The changes to doing business resulting from the UK's withdrawal from the EU are wide-ranging, indeed covering every aspect of business and life. Their impact on business depends on the activities concerned, be it sale of goods, cross-border manufacturing operations, providing services or maintaining a commercial or manufacturing presence in the UK or the EU27. Even if some small agreement can be reached between the parties, it is certain that Brexit will generate additional costs and risks for all economic operators, both in the UK and in the EU27.

General remarks on key risks and challenges

Businesses need to prepare themselves by identifying and addressing the challenges and risks in advance. BEITEN BURKHARDT will support you in finding the right commercial and legal answer to all issues arising out of Brexit.

As mentioned, the changes and therefore the challenges and range of risks resulting from the UK's withdrawal from the EU encompass all aspects of doing business. Of course, the impact depends on the activities concerned, be it sale of goods, cross-border manufacturing operations, providing services or maintaining a commercial or manufacturing presence in the UK or the EU27. Nevertheless, we can group them into several broad categories that every person or company doing business with the UK should evaluate:

  • The entire manufacturing and / or supply chain should be reviewed and eventually modified in light of Brexit.
  • All contracts related to the UK, which will still be valid or have effects after the end of the transition period should be reviewed and eventually adapted or terminated.
  • All cross-border shareholdings between the UK and EU27 countries that will continue after December 2020 should be reviewed and eventually modified.

All future movement and postings of persons and goods must be Brexit-proofed.

In detail:

Manufacturing and supply chains

Brexit poses the greatest risks and challenges for manufacturing and supply chains, irrespective of whether a free trade agreement is concluded and what such an agreement may provide. From the outset, it should be emphasised that all known EU rules concerning free movement of goods, services, capital and people between EU27 countries and the UK will no longer apply. Disruption has been guaranteed! Additional paperwork at both ends, registration with the EU27 and with new UK bodies and new rules will become reality. At best, the UK and the EU will agree on a limited free trade deal as with for instance Canada, reducing or eliminating customs tariff rates but not paperwork and other new burdens or obstacles to trade.

When evaluating the consequences of Brexit and the possible need for action, you have to think of doing business with most other non-EU countries, for instance, India. This means the movement of goods between the UK and any EU27 country will be subject to customs control and the payment of duties. The UK will keep most of its tariffs at similar levels as the current EU28 tariff rates for industrial products, which will result in additional costs in manufacturing and supply chains. The origin of a product may now change. The burden for companies that carry out production steps in different countries will increase significantly, as will the costs of doing business in general.
————————
Aim of the exercise
Continue the text on Brexit's effects on business, picking up right after its final sentence.

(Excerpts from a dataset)
————————
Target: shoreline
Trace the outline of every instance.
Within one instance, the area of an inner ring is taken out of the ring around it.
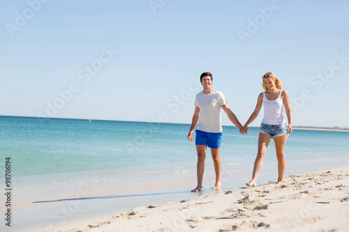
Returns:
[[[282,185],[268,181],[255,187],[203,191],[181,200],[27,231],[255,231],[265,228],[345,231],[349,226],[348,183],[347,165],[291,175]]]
————————
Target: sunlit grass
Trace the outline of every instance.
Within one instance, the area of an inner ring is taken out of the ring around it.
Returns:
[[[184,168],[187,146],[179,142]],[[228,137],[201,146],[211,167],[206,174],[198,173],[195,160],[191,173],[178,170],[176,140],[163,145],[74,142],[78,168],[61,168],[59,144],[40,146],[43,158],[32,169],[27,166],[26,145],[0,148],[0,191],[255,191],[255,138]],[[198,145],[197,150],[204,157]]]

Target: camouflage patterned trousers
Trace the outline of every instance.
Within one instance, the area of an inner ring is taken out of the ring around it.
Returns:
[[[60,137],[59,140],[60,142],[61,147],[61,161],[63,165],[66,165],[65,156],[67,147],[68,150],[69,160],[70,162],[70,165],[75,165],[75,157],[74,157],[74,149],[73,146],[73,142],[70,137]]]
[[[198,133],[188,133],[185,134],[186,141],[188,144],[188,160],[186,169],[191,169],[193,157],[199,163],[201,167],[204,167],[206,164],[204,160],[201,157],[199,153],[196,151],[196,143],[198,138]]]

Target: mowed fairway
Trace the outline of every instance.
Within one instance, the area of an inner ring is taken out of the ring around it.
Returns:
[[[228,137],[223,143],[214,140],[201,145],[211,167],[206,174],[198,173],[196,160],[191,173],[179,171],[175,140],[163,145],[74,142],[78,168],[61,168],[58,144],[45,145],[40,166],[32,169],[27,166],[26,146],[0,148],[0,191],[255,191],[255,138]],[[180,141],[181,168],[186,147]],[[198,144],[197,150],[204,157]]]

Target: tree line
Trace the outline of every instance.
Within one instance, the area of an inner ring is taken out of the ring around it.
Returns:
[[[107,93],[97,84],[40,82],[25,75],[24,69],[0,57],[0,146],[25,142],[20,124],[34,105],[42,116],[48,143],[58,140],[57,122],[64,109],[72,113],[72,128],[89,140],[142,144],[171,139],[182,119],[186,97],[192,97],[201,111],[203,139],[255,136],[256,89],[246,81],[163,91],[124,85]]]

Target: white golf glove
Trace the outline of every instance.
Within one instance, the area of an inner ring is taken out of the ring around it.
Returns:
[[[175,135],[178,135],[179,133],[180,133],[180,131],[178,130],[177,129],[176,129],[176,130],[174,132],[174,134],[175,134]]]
————————
Exercise output
For a retailer and trader additional costs for customs duties, customs procedures, delays for transport have to be taken into account in the business planning. For a manufacturer with a supply chain over the Channel, business will become much more complicated and costly. By way of example, Airbus mentioned additional costs in the order of one billion EUR. Consider the following: If a gas heating system made in Germany is installed in a motor vehicle manufactured in the UK, which is then sold in France, duties will have to be paid on the gas heating system in the UK and duties on the vehicle in France. Duties on the imported parts may possibly be refunded, but this will require further efforts and possibly delays.

As the shipping conditions change to those applicable to businesses in a third country, additional regulatory burdens for customs documents, taxes and import turnover tax will arise and pose challenges. Delays in crossing the UK/EU border are a likely result of additional export and import controls. This needs to be taken into account upfront. Thousands of additional customs officers have already been recruited border, new customs forms created and new electronic procedures foreseen. It is reported that the UK authorities will generate 215 million customs declarations a year and need 50,000 extra customs agents. The additional "red tape" would cost British businesses £7 billion.

A free trade agreement, should one be concluded, will only reduce these additional burdens to some extent. Indeed, such an agreement can avoid the levying of customs duties on goods originating within the area, but must lead to additional controls. Currently, once goods have cleared customs in one EU country, they can circulate freely within the EU. As of 2021, customs controls, origin checks and the like become necessary. Moreover, physical movement between countries for goods and persons will be subject to agreements on (air, road, rail and sea) transport.

To guarantee the conformity of goods with applicable standards will become more cumbersome. The CE-Marking and self-certification will be different in the UK. Product requirements will diverge over time. The certification (within the British, EU and other markets), recognition of certifying bodies and costs for meeting standards will pose additional challenges for manufacturers and traders alike. Today, there is a one-stop-shop for homologating chemicals, medicine, medical apparatus, pharmaceuticals, etc. On 1st January 2021, decades of progress towards frictionless will became history, with the irony that it had been the UK that pushed for the completion of the single or internal market in the 1980s! Additionally, tax-related issues have to be taken into account (; for further details please see below).

For all of these reasons, trading, manufacturing and supply chains must be analysed in terms of economic viability and cost-effectiveness, and adapted if necessary. Companies should evaluate their costs and exposure, assuming the UK is India. They should review manufacturing and supply chains with their most important customers and suppliers:

  • Identify the most important suppliers for each manufacturing site or trading operation. While economic importance of a part or operation will be key to identifying the importance in the manufacturing and supply chain, attention must be given to smaller, but strategic supply chain relationships which could have a big impact on both production and supply as well.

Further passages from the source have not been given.